| Exercise prompt |
Go line by line through the entries below and copy those containing the string "hand".
━━━━━━━━━━━━━━━━━━━━━━━━━━━━━━
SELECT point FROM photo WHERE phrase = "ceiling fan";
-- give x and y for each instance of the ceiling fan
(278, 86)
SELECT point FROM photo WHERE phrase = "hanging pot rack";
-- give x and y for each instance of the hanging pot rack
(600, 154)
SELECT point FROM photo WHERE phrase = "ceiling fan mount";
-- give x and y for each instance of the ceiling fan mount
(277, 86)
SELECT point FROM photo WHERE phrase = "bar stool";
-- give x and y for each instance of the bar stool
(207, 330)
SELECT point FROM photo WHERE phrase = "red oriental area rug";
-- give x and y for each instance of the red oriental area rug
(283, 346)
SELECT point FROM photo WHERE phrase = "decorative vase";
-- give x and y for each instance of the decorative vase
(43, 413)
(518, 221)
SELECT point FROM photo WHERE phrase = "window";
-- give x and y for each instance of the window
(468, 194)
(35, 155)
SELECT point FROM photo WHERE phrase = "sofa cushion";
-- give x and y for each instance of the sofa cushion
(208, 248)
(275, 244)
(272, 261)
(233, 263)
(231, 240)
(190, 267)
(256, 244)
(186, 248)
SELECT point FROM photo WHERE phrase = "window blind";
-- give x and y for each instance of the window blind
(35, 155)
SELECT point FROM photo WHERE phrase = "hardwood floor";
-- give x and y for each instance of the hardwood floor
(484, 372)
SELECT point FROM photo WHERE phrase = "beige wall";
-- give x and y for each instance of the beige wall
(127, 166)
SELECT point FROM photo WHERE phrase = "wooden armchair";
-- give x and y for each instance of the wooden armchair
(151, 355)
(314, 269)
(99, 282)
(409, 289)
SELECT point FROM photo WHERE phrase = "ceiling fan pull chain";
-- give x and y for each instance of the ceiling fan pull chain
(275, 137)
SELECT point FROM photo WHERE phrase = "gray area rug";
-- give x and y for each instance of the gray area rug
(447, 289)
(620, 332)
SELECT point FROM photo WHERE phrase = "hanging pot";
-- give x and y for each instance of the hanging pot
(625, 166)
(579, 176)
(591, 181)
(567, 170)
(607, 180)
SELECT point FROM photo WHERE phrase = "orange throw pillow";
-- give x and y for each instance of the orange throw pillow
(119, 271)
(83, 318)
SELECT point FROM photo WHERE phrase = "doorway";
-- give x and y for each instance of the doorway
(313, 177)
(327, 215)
━━━━━━━━━━━━━━━━━━━━━━━━━━━━━━
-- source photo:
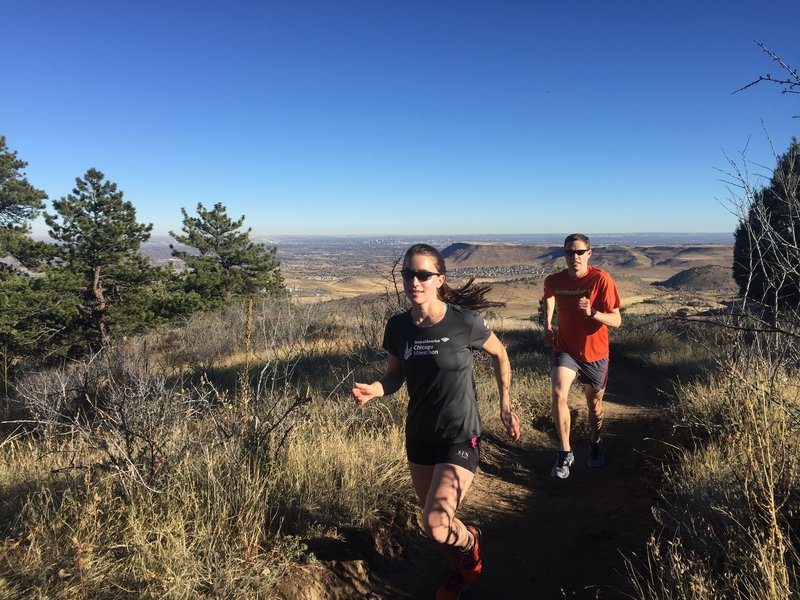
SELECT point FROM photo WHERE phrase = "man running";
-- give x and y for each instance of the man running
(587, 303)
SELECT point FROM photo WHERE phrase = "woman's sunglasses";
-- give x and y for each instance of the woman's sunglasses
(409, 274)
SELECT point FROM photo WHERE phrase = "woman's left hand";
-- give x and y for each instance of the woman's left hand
━━━━━━━━━━━━━━━━━━━━━━━━━━━━━━
| Your solution |
SELECT point FROM photo WHERE phrase = "woman's left hand";
-- give x and y for each instance of the woman's left hand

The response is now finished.